__Supplied text__.
------------------------------------
Movie review: First Man, dir Damien Chazelle (2018)

This interesting and ambitious biopic focuses very strongly on the character of Neil Armstrong (Ryan Gosling), who was the first man to step on the moon in 1969. Claire Foy as the astronaut’s wife Janet is effective but the other main characters are all played by competent character actors and their role is always a supporting one, despite Gosling's Armstrong’s laconic honesty and tin-tacks attitude toward his profession.

The film deftly employs a rich visual vocabulary to give the viewer a feeling for how it felt to be an astronaut, and the reliance on bald visual statements that depend on the technology involved in the enterprise as well as the stunning beauty of life outside the Earth’s atmosphere is effective. I was impressed by the honesty of the depictions used and also humbled by the fairly overt quote from Kubrick in one scene where the backing track is a waltz. From an aesthetic point of view this film pushes all the right buttons.

The Armstrong character’s troubles with the memory of his daughter, Karen, who passed away as a result of cancer at an early age, is not so perfectly handled. It is as though the director needed a weakness to give the character depth. This mental tic pops up from time to time and serves as a powerful plot device at various times in the movie.
------------------------------------
[Data entries]
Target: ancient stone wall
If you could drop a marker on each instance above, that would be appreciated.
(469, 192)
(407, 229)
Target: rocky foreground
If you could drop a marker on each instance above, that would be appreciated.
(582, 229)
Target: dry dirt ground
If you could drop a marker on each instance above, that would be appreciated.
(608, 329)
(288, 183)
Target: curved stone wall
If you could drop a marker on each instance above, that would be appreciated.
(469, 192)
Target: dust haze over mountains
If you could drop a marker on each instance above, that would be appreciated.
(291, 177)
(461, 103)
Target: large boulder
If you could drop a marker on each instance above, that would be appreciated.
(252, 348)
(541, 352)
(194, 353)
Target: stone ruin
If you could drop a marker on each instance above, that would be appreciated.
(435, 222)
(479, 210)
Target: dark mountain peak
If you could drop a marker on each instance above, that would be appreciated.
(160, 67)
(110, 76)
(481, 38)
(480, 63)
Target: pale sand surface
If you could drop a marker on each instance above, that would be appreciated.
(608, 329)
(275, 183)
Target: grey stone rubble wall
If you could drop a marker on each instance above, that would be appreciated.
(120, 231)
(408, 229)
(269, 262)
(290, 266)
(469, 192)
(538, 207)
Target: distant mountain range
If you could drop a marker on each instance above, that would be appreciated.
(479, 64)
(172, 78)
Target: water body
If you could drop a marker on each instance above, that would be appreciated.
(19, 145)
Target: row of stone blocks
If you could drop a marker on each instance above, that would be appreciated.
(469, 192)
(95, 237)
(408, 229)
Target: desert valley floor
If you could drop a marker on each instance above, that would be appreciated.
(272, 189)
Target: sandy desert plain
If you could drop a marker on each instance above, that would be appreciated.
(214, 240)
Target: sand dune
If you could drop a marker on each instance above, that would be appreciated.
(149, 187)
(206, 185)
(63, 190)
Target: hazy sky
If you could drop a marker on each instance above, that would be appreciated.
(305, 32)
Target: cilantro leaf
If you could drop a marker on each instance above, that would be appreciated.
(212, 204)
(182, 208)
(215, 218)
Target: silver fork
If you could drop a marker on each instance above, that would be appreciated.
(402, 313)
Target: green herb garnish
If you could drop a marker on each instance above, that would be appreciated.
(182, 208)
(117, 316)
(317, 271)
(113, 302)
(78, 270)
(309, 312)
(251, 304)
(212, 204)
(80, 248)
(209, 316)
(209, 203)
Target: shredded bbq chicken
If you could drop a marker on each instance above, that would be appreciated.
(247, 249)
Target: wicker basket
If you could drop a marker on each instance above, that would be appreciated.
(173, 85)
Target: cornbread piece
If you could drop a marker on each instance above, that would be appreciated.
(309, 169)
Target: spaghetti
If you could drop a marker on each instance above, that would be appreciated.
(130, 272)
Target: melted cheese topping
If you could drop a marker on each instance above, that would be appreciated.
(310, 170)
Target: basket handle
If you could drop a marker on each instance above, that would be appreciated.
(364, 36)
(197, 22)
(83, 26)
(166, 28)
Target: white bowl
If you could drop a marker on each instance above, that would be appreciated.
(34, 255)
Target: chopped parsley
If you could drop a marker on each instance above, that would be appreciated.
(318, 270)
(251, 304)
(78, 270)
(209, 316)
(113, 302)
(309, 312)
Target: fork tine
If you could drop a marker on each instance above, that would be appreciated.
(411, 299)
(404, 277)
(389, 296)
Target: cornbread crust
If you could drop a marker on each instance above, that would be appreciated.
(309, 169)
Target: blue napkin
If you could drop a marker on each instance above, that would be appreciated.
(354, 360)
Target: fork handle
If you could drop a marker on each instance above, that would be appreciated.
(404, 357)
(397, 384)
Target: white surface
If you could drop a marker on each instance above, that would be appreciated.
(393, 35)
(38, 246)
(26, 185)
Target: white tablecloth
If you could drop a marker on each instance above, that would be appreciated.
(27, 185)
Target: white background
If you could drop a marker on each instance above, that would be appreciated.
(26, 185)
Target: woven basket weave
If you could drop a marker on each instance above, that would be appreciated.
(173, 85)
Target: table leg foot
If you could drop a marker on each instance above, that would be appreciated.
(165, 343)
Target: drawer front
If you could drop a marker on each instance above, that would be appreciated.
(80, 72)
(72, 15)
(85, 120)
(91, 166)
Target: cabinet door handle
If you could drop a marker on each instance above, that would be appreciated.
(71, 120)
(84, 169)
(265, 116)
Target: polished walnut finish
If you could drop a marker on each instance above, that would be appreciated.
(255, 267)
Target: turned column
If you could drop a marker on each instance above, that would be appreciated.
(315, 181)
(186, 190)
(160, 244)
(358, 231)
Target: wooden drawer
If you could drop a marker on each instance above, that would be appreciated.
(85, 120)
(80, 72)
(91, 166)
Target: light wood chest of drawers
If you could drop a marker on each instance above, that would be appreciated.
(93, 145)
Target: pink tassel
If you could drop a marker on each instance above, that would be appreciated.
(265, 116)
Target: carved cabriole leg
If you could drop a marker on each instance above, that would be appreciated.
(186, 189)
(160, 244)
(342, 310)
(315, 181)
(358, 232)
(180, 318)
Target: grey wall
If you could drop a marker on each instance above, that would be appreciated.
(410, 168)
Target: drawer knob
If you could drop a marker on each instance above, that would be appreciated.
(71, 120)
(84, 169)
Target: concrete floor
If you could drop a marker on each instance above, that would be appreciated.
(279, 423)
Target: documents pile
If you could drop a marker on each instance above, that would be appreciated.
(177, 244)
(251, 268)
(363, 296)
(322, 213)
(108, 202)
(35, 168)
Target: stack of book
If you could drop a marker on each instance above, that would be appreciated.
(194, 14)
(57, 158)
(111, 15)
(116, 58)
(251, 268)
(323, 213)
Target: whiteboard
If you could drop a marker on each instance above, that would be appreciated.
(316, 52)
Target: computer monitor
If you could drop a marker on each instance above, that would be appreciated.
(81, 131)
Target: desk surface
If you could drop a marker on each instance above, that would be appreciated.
------------------------------------
__What you need to do__.
**1)** In the First Man review, who plays the astronaut's wife Janet?
**2)** Extend the First Man review from where it stops, keeping its voice.
The listing is separate material and has no connection to the First Man review.

__Task results__.
**1)** Claire Foy

**2)**
I saw this movie during a 15-hour flight over the Indian Ocean and so the shuddering rockets and the eerily quiet space capsules worked for me in an immediate sense, as well.

I think this film deserves recognition for what it tries to do. In the context of your typical American chest thumping, it is remarkably understated. The flag only appears twice in the film. It appears once in a scene where one of Armstrong’s young sons is raising it on a flagpole. The other scene it appears in is a wide shot of the moon lander with the flag set up on the moon’s surface nearby. In neither shot is the sentimental function of the flag overpowering. The importance however of the Russian adventures in space in motivating the US government to fund the moon program on the other hand is highlighted, and money is talked about in a number of different scenes some of which feature characters based on people from the post-war civil rights push.